SOURCE PASSAGE
⁂

While the committee kept S.A.A unchanged we took this moment to re-visit some of our inflation beneficiaries including an overview of the  food retail sector. We reviewed the razor-sharp margin nature of the businesses, increased governmental and societal pressure for lower food prices and valuation extensions on equities within the space to P/E’s in excess of 30x. . Falling inflation and persistently tight labour markets also present a significant challenge for these businesses. In summary we see better value and opportunity elsewhere in areas such as UK Pharma.

We have also noticed a growing concern amongst market participants and economists that the ECB could be drastically close to a policy misstep. Many believe the economic picture within the Eurozone economy is not as rosy as it is currently being painted by the central bank, combine this with their aggressive tightening regime and could yield a hefty blow to businesses, individuals and equity markets within the region.

A.S.R (Absolute Strategy Research) undertook a comparison of the global financial crisis and the economy post pandemic; it would seem several of the mistakes witnessed amidst the GFC have not been repeated. Post GFC compared to post pandemic saw a major difference, whereas stimulus in the GFC was removed to be replaced by years of austerity leading household incomes and assets to shrink, following the pandemic fiscal stimulus has remained looser for longer replacing what was a long-term deflationary threat with this new inflationary environment.  ASR expect a slower pace rate of cuts than expected, weaker growth and higher for longer interest rates which could spell volatility for investors given current market expectations.

ASR see the current forecast of rates falling while the economy slows as overly optimistic, siding with central bankers. We see the yield curve inversion being solved by principally falling short term rates. Long dated bonds are also pricing in continued falling inflation, however, if inflation surprises by staying higher for longer (it wouldn’t be the first time sticky inflation has caught investors off guard) then there could be a case to be made for long term yields to remain elevated over a longer term, meaning the unwinding of the curves inversion may unfold in a different manner to that of the general consensus. Long term yields are also likely to remain elevated in the presence of high budget deficits which will require funding through an increase in the issuance of coupon securities.

⁂

PROVIDED RECORDS
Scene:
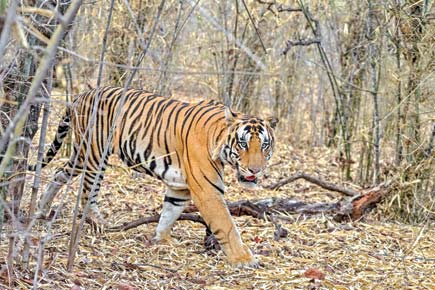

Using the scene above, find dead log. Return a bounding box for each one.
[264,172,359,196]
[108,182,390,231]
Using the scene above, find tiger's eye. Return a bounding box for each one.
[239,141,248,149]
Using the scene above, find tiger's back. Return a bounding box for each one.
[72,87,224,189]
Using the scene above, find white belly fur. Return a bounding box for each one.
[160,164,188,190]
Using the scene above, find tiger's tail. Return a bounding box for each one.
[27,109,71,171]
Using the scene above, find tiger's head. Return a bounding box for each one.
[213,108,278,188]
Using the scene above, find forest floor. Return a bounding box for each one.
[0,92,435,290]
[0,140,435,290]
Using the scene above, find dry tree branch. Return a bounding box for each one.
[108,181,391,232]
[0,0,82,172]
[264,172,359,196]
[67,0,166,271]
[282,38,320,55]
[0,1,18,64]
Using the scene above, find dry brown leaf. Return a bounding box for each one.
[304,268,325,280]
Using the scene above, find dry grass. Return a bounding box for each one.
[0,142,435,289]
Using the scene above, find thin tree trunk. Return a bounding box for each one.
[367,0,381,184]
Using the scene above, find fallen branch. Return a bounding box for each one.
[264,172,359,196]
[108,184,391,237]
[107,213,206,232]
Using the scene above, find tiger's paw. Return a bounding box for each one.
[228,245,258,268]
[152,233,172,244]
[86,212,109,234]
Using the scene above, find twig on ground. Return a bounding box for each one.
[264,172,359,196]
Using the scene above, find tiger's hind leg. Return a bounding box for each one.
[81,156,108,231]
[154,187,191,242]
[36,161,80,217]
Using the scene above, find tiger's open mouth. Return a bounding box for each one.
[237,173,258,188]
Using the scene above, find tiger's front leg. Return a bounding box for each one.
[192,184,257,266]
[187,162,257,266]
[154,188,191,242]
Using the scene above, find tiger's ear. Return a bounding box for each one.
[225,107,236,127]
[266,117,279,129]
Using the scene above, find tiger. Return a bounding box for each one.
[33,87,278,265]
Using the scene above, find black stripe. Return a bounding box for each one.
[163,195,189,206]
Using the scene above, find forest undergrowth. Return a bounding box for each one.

⁂

CHECK YOUR UNDERSTANDING
1. In the market commentary, in what area is better value and opportunity seen instead of the food retail sector?
2. Return the market commentary's words from "While the committee" up to and including "as UK Pharma.", copied without any change.

ANSWERS GIVEN
1. UK Pharma

2.
While the committee kept S.A.A unchanged we took this moment to re-visit some of our inflation beneficiaries including an overview of the  food retail sector. We reviewed the razor-sharp margin nature of the businesses, increased governmental and societal pressure for lower food prices and valuation extensions on equities within the space to P/E’s in excess of 30x. . Falling inflation and persistently tight labour markets also present a significant challenge for these businesses. In summary we see better value and opportunity elsewhere in areas such as UK Pharma.